Count the lines in the records below that contain the string "refrigerator" and reply with that number alone.
========
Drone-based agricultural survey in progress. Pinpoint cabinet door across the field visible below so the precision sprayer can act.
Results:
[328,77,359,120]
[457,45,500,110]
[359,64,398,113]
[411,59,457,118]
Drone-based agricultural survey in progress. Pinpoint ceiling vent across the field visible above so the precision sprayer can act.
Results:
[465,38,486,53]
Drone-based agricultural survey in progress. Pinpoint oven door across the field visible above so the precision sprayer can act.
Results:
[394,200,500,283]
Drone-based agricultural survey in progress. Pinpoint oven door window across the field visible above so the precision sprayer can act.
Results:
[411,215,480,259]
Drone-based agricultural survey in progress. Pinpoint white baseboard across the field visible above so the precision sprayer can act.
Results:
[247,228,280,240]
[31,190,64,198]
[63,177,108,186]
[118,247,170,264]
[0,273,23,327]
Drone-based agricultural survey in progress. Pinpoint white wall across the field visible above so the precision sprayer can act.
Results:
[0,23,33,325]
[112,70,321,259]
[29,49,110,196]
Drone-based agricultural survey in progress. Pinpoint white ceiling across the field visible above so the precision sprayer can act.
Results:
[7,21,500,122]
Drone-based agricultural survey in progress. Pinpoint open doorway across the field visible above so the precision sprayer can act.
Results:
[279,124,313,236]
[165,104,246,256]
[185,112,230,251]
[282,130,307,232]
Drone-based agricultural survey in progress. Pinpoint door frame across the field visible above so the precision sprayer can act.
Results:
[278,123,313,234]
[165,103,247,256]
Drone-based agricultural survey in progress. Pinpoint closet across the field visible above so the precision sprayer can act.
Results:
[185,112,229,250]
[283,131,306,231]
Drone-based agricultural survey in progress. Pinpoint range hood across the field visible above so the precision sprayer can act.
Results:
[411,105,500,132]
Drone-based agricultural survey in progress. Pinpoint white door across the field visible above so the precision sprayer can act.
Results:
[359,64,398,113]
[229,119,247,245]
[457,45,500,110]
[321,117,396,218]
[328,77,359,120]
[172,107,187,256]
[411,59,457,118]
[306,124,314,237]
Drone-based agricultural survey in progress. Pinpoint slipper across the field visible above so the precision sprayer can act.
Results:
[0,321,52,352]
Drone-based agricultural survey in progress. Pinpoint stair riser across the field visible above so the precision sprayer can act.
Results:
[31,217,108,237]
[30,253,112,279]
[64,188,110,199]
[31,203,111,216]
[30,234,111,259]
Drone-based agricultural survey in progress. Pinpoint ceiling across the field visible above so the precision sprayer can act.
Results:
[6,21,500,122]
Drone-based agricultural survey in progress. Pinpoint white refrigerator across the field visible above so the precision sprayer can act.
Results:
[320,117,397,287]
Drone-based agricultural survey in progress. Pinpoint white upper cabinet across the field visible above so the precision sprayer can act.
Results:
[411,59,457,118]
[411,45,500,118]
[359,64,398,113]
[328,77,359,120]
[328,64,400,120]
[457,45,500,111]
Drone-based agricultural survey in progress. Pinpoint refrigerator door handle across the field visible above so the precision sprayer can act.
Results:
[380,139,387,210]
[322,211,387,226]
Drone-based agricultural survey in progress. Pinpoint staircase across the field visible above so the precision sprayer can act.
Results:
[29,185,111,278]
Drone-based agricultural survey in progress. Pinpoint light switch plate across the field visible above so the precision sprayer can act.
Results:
========
*OUTPUT BELOW*:
2